Reproduce word for word the lines from the beginning of the entries to the line with "For every instance of the girl's face, record", both included, but none of the pictures.

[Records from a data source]

◇ ◇ ◇ ◇

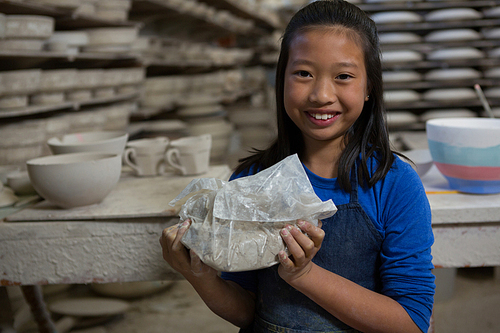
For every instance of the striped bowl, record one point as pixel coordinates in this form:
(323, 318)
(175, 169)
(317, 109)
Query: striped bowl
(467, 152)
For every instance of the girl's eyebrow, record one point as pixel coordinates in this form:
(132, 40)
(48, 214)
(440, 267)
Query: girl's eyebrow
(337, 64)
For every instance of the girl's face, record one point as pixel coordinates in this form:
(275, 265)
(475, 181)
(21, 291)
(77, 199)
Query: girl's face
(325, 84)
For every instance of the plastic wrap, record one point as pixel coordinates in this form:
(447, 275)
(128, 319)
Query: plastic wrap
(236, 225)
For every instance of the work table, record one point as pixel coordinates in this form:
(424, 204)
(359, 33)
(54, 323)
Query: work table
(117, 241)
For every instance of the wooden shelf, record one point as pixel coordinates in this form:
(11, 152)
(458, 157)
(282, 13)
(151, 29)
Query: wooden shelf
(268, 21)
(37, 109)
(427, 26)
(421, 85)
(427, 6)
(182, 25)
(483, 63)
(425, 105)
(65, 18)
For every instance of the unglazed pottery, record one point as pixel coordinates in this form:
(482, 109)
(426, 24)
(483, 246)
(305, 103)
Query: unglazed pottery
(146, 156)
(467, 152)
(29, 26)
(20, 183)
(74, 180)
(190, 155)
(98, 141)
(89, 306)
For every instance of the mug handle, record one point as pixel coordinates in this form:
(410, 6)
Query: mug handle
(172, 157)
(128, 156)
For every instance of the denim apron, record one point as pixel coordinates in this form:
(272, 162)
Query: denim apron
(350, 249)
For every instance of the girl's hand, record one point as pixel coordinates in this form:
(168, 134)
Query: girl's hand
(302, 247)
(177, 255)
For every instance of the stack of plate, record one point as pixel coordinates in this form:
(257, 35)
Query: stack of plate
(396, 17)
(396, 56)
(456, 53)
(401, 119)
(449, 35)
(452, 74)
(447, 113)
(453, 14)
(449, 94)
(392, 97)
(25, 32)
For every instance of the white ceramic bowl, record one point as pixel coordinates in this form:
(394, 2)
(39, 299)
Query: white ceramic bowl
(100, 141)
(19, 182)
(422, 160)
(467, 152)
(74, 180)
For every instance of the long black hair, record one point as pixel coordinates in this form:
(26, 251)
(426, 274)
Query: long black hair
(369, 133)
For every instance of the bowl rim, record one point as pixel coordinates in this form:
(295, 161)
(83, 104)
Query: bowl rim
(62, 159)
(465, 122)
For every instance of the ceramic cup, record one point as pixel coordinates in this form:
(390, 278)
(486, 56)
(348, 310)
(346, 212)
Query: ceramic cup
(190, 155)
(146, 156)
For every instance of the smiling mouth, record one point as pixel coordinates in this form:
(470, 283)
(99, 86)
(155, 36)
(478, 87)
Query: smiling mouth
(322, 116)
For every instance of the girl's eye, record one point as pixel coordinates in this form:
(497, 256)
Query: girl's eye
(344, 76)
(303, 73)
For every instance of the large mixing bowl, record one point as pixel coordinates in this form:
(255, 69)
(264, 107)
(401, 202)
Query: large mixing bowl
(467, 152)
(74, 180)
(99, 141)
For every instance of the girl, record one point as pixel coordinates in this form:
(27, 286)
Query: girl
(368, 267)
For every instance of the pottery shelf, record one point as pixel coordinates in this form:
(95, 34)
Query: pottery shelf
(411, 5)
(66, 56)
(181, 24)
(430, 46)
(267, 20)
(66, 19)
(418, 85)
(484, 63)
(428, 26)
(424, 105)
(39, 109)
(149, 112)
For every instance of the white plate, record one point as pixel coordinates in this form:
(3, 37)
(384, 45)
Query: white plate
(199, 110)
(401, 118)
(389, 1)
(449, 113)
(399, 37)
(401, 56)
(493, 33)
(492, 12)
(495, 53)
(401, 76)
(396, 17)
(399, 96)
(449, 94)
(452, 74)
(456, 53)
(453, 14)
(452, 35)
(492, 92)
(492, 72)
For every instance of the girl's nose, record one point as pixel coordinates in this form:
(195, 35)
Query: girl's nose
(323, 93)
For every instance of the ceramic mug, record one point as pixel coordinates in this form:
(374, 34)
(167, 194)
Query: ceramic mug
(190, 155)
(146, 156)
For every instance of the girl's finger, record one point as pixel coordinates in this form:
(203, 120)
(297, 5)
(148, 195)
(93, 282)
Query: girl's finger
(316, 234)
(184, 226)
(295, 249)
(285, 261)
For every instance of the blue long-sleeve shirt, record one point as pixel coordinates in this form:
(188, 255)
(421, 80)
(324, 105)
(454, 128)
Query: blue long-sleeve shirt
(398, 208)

◇ ◇ ◇ ◇

• Reply to the task
For every instance of the striped bowl, record one point as pixel coordinates in this form:
(323, 318)
(175, 169)
(317, 109)
Query: striped bowl
(467, 152)
For every instance of the girl's eyebrow, record one point as pixel coordinates in this form:
(132, 40)
(48, 214)
(440, 267)
Query: girl's eyebrow
(337, 64)
For every instance of the girl's face, record one point as pixel coordinates in this form:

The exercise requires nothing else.